▸ **Exercise instructions**
The records must be repeated exactly and in their entirety.

──────── Task data ────────

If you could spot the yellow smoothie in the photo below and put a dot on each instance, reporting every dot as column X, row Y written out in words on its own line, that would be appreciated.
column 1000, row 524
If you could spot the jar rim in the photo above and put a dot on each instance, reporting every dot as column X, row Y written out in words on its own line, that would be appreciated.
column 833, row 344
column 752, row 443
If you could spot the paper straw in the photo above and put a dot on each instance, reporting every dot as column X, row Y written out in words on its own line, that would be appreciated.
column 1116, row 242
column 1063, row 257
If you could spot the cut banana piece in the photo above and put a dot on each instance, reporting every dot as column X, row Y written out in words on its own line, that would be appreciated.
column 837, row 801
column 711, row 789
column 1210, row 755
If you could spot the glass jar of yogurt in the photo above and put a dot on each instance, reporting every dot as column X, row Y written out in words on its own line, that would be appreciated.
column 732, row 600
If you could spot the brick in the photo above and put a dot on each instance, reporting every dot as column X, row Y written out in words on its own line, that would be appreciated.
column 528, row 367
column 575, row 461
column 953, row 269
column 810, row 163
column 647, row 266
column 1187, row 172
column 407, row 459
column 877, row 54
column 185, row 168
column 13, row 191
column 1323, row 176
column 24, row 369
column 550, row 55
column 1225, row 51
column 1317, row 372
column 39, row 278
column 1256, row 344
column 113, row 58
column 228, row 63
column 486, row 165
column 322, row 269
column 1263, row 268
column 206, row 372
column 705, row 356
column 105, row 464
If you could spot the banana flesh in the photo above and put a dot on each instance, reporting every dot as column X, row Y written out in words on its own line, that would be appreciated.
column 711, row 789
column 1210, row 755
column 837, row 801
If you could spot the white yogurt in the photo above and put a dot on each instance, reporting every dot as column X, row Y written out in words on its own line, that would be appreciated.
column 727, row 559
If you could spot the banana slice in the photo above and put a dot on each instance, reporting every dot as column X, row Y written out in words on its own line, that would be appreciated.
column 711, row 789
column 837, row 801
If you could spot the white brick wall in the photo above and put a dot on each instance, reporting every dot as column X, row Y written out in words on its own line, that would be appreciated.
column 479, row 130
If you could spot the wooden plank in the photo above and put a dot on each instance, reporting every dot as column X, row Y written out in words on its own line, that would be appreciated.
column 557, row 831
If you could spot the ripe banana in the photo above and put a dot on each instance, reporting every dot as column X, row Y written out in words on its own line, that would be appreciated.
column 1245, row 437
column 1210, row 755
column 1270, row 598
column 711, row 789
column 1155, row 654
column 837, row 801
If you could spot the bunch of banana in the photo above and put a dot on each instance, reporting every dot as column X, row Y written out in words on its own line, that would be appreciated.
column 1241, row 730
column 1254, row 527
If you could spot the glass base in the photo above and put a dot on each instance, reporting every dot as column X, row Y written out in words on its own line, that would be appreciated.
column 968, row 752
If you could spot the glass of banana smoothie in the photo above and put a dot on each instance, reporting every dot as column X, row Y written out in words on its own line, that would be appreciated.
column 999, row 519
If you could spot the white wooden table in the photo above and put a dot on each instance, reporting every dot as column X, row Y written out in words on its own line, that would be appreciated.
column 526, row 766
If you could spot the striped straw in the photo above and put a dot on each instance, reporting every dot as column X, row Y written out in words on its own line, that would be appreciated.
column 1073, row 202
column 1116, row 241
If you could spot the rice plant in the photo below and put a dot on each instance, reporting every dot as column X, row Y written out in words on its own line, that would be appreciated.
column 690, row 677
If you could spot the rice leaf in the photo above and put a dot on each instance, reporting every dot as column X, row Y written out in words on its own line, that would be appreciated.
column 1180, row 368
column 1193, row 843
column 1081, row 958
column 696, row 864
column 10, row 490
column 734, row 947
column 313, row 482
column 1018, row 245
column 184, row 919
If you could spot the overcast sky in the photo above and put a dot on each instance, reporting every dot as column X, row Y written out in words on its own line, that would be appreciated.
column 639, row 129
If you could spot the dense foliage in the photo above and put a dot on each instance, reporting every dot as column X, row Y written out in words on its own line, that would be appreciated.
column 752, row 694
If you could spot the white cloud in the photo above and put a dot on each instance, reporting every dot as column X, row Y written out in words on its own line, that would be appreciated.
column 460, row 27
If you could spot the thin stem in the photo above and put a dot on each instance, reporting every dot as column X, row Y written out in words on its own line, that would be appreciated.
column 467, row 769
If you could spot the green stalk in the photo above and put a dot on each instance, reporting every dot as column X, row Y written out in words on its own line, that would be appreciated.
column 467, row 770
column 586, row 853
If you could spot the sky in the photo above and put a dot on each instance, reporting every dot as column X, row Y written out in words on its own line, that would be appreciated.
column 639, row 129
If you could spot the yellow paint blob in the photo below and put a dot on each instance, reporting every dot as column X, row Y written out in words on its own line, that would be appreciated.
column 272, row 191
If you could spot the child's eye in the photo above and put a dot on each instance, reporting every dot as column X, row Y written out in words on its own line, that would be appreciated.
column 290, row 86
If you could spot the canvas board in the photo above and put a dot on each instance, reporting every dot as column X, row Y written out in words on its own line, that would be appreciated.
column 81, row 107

────────

▸ **Expected answer**
If you could spot the yellow smoothie in the photo below and put a dot on each instance, reporting every dot as column X, row Y written out in words on its own line, that would be appreciated.
column 1000, row 524
If you could spot the jar rim in the photo above and put a dot on each instance, reporting every dot as column X, row Y written out in words on its own line, that would be appreciated.
column 833, row 344
column 752, row 443
If you could spot the paper straw in the photo above and put a dot on each instance, reporting every dot as column X, row Y written out in words on its own line, that would be appreciated.
column 1116, row 242
column 1063, row 257
If you could spot the cut banana piece in the photo above and put a dot on each instance, reporting every dot as column X, row Y written out in words on its own line, that would be appreciated.
column 837, row 801
column 711, row 789
column 1210, row 755
If you could spot the glass jar of yogurt in the photo above and put a dot on each instance, reporting every dot as column X, row Y written out in words on its own line, that would be appreciated.
column 732, row 600
If you could spot the brick in the photo above and put a dot on each instance, reporting every dot as column X, row Y written out in words on its own line, that would be appreciated.
column 528, row 367
column 575, row 461
column 953, row 269
column 810, row 163
column 647, row 266
column 1187, row 172
column 407, row 459
column 877, row 54
column 185, row 168
column 13, row 191
column 1323, row 176
column 24, row 369
column 550, row 55
column 1225, row 51
column 1317, row 372
column 39, row 278
column 1256, row 344
column 113, row 58
column 228, row 63
column 486, row 165
column 322, row 269
column 1263, row 268
column 206, row 372
column 705, row 356
column 105, row 464
If you could spot the banana flesh in the photo above and put a dot on each instance, reporting every dot as column X, row Y written out in words on its own line, that would be appreciated.
column 711, row 789
column 1210, row 755
column 837, row 801
If you could spot the white yogurt in the photo above and put a dot on each instance, reporting every dot as column X, row Y written out in words on its own line, that would be appreciated.
column 727, row 559
If you could spot the banana slice in the photo above and put a dot on each instance, reporting every dot as column X, row Y written out in words on its own line, that would be appreciated.
column 711, row 789
column 837, row 801
If you could spot the white brick wall in the photo above and put a dot on each instance, reporting every dot as column X, row Y written out in words on its own line, that would be appreciated.
column 479, row 130
If you could spot the wooden plank in the photo above and put a dot on each instance, reporting every dot as column X, row Y written out in words on its own line, that would be appreciated.
column 557, row 831
If you could spot the ripe banana in the photo above and put a dot on each instance, reporting every dot as column X, row Y written out in words on its own line, that would be appreciated.
column 1245, row 437
column 1210, row 755
column 1270, row 598
column 711, row 789
column 1155, row 654
column 837, row 801
If you could spot the bunch of banana in the photo above and put a dot on each instance, reporting every dot as column X, row Y written out in words on its own line, that would be appreciated.
column 1241, row 730
column 1254, row 527
If you could spot the glass base in the photo above and put a dot on each instance, reporting every dot as column X, row Y written out in words on its own line, that would be appreciated.
column 968, row 752
If you could spot the glass of banana smoothie in the photo above and put a dot on each instance, reporting every dot as column X, row Y written out in words on its own line, that would be appreciated.
column 999, row 519
If you could spot the white wooden table in the photo above and put a dot on each instance, reporting every dot as column X, row Y written out in words on its own line, that would be appreciated.
column 526, row 766
If you could spot the striped straw in the photo above and put a dot on each instance, reporting every dot as column X, row Y written out in words on its own line, that would be appreciated.
column 1073, row 202
column 1116, row 241
If you could spot the rice plant in the photo below and put a dot on each instance, reporting every dot as column X, row Y written out in words on its own line, that would be appreciated.
column 690, row 677
If you could spot the rice leaf in the photo above and put a dot on each instance, reporting every dot as column X, row Y written out in words on its own line, that would be appreciated.
column 1180, row 368
column 1193, row 843
column 1081, row 958
column 696, row 864
column 10, row 490
column 734, row 947
column 313, row 482
column 1018, row 245
column 184, row 919
If you could spot the overcast sky in the photo above and put a dot on each instance, reporting every dot as column X, row Y written out in words on its own line, that would be appreciated.
column 639, row 129
If you could spot the dense foliage in the photo above and put a dot on each instance, reporting every dot as column X, row Y written out in words on its own line, that would be appreciated.
column 752, row 694
If you could spot the white cloud in the photo above and put a dot on each instance, reporting every dot as column X, row Y written out in words on its own line, that would be appreciated.
column 460, row 27
If you could spot the thin stem in the photo above and put a dot on each instance, reporting every dot as column X, row Y written out in words on its own line, that would be appreciated.
column 467, row 769
If you could spot the green stalk in the photo above and put a dot on each instance, reporting every dot as column X, row Y written out in words on its own line, that would be appreciated.
column 467, row 770
column 586, row 853
If you could spot the sky in the photo above and put a dot on each instance, reporting every dot as column X, row Y written out in words on its own line, that would be appreciated.
column 639, row 129
If you could spot the yellow paint blob in the photo below and put a dot on each instance, reporting every dot as column X, row Y written out in words on its own line, that would be appreciated.
column 272, row 191
If you could spot the child's eye in the photo above and put a dot on each instance, reporting every dot as column X, row Y written out in words on its own line, that would be appreciated.
column 290, row 86
If you could spot the canvas board in the photo above and put a dot on each instance, reporting every dot as column X, row Y written out in words on its own line, that would be appreciated.
column 81, row 107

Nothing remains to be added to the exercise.